EXERCISE 1: Quote the article on Kieran Treadwell's Ireland recall word for word, taking everything from "Kieran Treadwell was, perhaps, the" down to "with his province.".
EXERCISE 2: Continue the article on Kieran Treadwell's Ireland recall from where it stops.

Kieran Treadwell keen to make the most of his ‘second chance’ with Ireland

Ulster forward included in Farrell’s Six Nations squad after making three caps in 2017

Kieran Treadwell was, perhaps, the most surprising inclusion in Ireland's 37-man squad for the 2022 Guinness Six Nations. After all, the 26-year-old hadn't featured in an Andy Farrell squad until now, and his three previous caps were earned under Joe Schmidt in 2017 against Japan (twice) and Fiji.

While James Ryan, Iain Henderson and Tadhg Beirne were all nailed on, admittedly Ultan Dillane's departure at the end of the season had opened a door or two, with the younger Ryan Baird, Ross Molony, Fineen Wycherley and Treadwell the contenders for the remaining two spots. But even though Baird, Molony and Wycherley had all featured in the summer squad, Farrell and co went with Baird and Treadwell, who admits he was a little surprised to hear the news last week after a training session with his province.

Coordinate annotation records:
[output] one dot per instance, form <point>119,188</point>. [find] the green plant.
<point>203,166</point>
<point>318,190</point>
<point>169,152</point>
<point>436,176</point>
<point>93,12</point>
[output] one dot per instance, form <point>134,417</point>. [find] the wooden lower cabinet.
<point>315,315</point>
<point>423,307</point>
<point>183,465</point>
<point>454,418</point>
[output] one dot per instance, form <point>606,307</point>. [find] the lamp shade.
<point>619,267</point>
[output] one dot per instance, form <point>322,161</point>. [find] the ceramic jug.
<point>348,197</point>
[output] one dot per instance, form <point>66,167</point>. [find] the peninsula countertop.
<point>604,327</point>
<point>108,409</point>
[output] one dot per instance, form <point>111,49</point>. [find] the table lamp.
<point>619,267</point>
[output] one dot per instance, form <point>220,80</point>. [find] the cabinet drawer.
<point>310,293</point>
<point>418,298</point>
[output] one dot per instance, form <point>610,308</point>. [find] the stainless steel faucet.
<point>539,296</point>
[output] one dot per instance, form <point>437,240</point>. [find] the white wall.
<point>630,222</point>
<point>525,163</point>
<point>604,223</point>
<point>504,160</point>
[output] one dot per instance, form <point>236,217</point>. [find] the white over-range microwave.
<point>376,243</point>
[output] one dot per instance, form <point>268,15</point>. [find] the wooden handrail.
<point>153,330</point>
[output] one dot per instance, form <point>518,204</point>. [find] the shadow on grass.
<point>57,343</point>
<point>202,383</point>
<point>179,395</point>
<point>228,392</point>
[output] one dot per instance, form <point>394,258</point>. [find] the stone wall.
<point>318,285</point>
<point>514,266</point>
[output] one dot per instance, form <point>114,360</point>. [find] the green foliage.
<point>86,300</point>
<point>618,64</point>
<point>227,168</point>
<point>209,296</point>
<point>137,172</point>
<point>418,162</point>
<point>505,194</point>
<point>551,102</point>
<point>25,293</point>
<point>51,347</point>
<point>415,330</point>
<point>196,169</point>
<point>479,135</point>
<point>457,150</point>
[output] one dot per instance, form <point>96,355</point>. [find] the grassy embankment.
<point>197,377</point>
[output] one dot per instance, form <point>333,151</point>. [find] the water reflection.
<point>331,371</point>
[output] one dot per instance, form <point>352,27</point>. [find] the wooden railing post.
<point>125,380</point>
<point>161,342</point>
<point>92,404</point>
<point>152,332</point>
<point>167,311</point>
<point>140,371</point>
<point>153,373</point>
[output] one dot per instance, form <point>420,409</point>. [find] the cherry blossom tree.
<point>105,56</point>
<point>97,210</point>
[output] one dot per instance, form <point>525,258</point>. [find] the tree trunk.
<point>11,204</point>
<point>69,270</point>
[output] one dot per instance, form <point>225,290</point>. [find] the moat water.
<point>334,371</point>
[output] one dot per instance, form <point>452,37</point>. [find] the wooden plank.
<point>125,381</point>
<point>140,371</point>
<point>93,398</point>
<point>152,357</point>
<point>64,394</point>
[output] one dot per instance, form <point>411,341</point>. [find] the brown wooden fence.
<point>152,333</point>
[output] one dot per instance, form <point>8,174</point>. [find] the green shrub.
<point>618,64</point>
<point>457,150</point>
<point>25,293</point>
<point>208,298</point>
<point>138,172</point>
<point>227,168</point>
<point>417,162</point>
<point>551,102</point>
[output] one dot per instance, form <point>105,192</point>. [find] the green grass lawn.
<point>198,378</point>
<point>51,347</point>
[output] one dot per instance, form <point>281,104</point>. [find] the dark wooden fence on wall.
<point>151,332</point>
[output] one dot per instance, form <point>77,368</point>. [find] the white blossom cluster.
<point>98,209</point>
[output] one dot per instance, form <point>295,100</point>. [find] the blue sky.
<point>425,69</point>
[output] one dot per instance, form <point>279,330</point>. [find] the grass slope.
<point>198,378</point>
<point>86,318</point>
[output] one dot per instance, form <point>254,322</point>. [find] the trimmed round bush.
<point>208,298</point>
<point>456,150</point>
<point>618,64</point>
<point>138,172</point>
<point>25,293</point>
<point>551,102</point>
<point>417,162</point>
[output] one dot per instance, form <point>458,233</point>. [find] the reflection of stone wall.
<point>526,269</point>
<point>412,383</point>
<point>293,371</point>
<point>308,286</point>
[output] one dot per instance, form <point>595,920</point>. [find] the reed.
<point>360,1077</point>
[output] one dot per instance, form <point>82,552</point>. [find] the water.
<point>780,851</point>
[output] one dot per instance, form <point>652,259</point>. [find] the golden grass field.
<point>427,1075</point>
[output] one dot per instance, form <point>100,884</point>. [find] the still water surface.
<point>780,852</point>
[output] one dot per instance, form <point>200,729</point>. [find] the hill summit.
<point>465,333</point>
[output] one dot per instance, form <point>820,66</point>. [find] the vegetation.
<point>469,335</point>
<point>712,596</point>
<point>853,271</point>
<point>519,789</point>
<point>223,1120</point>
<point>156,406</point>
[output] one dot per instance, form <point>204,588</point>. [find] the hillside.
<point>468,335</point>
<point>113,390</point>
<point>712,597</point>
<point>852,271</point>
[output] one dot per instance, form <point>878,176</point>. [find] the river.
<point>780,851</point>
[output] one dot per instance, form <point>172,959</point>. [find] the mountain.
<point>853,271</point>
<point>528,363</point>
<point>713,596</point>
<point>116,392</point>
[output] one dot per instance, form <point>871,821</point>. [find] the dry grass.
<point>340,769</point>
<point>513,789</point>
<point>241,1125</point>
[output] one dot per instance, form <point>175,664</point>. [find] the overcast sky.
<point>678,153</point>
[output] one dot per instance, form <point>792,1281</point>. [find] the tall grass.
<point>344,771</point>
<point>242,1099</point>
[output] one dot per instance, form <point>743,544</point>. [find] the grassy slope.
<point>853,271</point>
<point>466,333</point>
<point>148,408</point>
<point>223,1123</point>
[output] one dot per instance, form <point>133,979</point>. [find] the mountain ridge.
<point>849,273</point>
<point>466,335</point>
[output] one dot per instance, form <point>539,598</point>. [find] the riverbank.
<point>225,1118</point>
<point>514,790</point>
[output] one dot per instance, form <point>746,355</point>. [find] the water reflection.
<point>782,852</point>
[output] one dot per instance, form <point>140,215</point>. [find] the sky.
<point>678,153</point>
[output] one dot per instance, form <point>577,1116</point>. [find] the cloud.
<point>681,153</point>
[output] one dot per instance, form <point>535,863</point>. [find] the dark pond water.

RESULT 1:
Kieran Treadwell was, perhaps, the most surprising inclusion in Ireland's 37-man squad for the 2022 Guinness Six Nations. After all, the 26-year-old hadn't featured in an Andy Farrell squad until now, and his three previous caps were earned under Joe Schmidt in 2017 against Japan (twice) and Fiji.

While James Ryan, Iain Henderson and Tadhg Beirne were all nailed on, admittedly Ultan Dillane's departure at the end of the season had opened a door or two, with the younger Ryan Baird, Ross Molony, Fineen Wycherley and Treadwell the contenders for the remaining two spots. But even though Baird, Molony and Wycherley had all featured in the summer squad, Farrell and co went with Baird and Treadwell, who admits he was a little surprised to hear the news last week after a training session with his province.

RESULT 2:
“I was in the changing rooms and the boys were coming back in dribs and drabs and saying, ‘Yeah, we’re going’, and Nick [Timoney] said, ‘Have you got an email?’ ‘I was, like, aw no,’ and I checked it then and there it was in my inbox. I was a little surprised.”

Hailing from Sutton in South London, and a product of the Harlequins academy, Treadwell's mother is Irish and he played for the Ireland Under-18s before representing the England Under-20s. Alex Dombrandt was a fellow pupil at the John Fisher School in Croydon, and he played alongside Ellis Genge and Charlie Ewels.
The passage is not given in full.